● **AVAILABLE DATA**
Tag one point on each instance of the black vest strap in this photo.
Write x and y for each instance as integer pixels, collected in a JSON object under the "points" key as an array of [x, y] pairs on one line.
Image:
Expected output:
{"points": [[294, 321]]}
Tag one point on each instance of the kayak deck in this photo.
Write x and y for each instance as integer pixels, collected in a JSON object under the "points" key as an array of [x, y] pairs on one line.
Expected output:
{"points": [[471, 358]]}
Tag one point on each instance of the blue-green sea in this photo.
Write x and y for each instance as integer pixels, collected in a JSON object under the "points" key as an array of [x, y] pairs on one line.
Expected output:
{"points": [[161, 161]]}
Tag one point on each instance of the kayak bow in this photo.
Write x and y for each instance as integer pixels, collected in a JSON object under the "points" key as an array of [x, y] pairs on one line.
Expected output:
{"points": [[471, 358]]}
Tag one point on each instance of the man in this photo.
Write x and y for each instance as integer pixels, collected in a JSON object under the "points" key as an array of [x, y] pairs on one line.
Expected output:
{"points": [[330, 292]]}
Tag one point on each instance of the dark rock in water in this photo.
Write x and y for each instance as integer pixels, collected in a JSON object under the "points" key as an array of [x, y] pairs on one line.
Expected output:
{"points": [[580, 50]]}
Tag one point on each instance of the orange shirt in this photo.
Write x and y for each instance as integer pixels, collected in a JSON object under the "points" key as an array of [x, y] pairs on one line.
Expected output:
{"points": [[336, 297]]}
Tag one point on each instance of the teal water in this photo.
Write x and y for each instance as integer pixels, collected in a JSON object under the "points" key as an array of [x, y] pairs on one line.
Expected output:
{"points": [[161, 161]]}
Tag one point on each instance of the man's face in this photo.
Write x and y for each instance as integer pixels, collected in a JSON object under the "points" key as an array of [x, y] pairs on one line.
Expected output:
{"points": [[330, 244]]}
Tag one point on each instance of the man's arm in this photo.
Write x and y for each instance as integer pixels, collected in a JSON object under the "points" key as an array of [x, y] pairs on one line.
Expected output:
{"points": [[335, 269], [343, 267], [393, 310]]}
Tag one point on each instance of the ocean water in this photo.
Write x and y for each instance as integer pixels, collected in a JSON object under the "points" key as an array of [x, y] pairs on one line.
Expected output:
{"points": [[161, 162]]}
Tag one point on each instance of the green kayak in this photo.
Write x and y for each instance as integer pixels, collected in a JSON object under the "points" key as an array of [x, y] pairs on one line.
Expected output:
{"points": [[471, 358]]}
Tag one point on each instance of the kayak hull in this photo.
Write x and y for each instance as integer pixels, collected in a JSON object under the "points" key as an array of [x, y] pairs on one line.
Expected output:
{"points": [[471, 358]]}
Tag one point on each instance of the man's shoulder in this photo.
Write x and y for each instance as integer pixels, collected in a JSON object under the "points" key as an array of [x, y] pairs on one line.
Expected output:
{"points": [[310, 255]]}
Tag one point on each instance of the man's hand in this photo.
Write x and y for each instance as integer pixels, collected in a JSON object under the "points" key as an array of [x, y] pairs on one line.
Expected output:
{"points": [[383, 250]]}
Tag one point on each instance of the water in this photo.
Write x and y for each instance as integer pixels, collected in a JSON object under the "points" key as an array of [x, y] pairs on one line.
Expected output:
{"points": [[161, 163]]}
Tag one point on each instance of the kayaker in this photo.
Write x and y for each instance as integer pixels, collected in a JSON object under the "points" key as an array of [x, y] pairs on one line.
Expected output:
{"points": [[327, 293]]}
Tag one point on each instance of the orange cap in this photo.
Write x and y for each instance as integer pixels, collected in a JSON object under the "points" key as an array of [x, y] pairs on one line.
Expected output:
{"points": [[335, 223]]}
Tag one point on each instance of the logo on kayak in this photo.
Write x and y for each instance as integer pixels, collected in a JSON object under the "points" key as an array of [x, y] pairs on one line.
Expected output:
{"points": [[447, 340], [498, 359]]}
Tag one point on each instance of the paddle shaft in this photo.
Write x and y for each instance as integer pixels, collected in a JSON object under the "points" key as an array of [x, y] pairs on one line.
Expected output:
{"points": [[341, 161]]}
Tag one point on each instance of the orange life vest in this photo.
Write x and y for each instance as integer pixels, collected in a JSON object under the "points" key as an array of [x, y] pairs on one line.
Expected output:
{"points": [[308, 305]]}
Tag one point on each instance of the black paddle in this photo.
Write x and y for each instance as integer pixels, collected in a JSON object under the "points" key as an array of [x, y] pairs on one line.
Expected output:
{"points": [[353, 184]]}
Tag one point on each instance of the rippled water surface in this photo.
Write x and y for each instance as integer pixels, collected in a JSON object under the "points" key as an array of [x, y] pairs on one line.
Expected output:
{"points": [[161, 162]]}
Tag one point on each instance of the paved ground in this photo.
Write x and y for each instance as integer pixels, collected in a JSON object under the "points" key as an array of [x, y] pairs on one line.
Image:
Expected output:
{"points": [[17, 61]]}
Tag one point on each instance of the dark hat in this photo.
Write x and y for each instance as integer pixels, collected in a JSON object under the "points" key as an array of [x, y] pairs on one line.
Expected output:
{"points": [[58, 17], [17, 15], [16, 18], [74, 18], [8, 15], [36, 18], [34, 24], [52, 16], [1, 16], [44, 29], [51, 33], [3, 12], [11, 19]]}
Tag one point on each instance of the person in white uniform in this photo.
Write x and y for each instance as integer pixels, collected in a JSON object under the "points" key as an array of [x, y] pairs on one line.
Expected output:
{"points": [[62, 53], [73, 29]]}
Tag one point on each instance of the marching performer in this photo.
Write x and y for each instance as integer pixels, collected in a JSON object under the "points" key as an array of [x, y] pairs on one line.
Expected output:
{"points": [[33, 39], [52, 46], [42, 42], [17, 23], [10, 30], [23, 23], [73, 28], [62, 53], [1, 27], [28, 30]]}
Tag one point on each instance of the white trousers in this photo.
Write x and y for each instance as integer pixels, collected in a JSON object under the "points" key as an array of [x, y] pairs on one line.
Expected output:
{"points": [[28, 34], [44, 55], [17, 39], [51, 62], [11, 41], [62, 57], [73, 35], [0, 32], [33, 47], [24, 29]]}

● **TO DO**
Take every line above that includes the string "white" and return it.

● **TASK RESPONSE**
Tag one point on each instance of the person in white uniform in this photo.
Tag one point on each instance of the white trousers in this photo.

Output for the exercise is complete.